*** GIVEN RECORDS
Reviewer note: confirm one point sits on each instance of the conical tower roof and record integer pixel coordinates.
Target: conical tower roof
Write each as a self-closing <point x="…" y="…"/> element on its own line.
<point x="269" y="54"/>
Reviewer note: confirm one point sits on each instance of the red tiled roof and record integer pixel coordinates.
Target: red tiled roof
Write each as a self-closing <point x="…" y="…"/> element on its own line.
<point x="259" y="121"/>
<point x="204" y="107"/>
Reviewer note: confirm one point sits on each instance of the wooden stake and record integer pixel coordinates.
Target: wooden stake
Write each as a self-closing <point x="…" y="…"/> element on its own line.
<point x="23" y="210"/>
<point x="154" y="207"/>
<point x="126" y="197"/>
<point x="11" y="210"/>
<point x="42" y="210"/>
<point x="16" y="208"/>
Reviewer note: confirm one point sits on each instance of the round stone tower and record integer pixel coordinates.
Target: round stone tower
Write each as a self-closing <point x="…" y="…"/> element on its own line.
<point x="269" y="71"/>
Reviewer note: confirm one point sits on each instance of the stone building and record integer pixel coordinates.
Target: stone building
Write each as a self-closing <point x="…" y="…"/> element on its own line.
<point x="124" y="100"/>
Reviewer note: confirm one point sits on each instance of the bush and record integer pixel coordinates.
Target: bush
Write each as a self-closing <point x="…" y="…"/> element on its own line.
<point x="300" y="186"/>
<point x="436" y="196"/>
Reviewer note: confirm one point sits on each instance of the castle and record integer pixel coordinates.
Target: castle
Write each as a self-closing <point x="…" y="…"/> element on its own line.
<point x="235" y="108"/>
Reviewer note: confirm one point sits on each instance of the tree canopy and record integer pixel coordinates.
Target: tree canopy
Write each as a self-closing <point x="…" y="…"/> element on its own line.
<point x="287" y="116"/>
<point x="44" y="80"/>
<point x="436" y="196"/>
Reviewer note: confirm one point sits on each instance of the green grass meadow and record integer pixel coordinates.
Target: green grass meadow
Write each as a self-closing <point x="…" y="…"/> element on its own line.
******
● WRITTEN TASK
Copy all the records again, switching "wooden stake" to "wooden post" and leaving everything else unchanged.

● FINISHED TASK
Reviewer note: confirm one point sits on each instance of the conical tower roof and record integer pixel coordinates.
Target: conical tower roof
Write each as a self-closing <point x="…" y="…"/> element on its own line.
<point x="269" y="54"/>
Reviewer note: confirm one point sits on each instance of the red tiled roof and record integer pixel coordinates.
Target: red tiled roof
Write each as a self-closing <point x="…" y="…"/> element on its own line.
<point x="259" y="121"/>
<point x="204" y="107"/>
Reviewer note: confirm one point sits on each instance of the wooden post and record integer pixel coordinates.
Target: wooden post
Write each as a self-closing <point x="…" y="…"/> element on its own line.
<point x="23" y="210"/>
<point x="154" y="207"/>
<point x="126" y="197"/>
<point x="11" y="210"/>
<point x="42" y="210"/>
<point x="16" y="208"/>
Reviewer note: confirm one point sits on each instance of the round stone tower and record integer pixel coordinates.
Target: round stone tower
Write each as a self-closing <point x="…" y="…"/> element on its own line.
<point x="269" y="71"/>
Reviewer note: confirm one point sits on each instance of the stone building and record integer pixel coordinates.
Target: stone building
Write each as a self-closing <point x="…" y="…"/> element on its own line.
<point x="124" y="100"/>
Reviewer note: confirm one point sits on each instance of the bush and record integer pixel coordinates.
Target: bush
Write each as a self-closing <point x="…" y="…"/> element on its own line.
<point x="300" y="186"/>
<point x="436" y="196"/>
Reviewer note: confirm one point sits on each instance of the castle and record integer pixel coordinates.
Target: castle
Write each as a self-closing <point x="…" y="…"/> element on its own line.
<point x="235" y="108"/>
Reviewer note: confirm one point sits on each instance of the tree canopy and record integer pixel coordinates.
Target: tree canopy
Write each as a self-closing <point x="…" y="…"/> element on its own line.
<point x="287" y="116"/>
<point x="44" y="80"/>
<point x="436" y="196"/>
Reviewer note: confirm one point sits on each instance of the green grass meadow and record integer pixel coordinates.
Target: green grass meadow
Write each as a self-closing <point x="…" y="…"/> element on its own line.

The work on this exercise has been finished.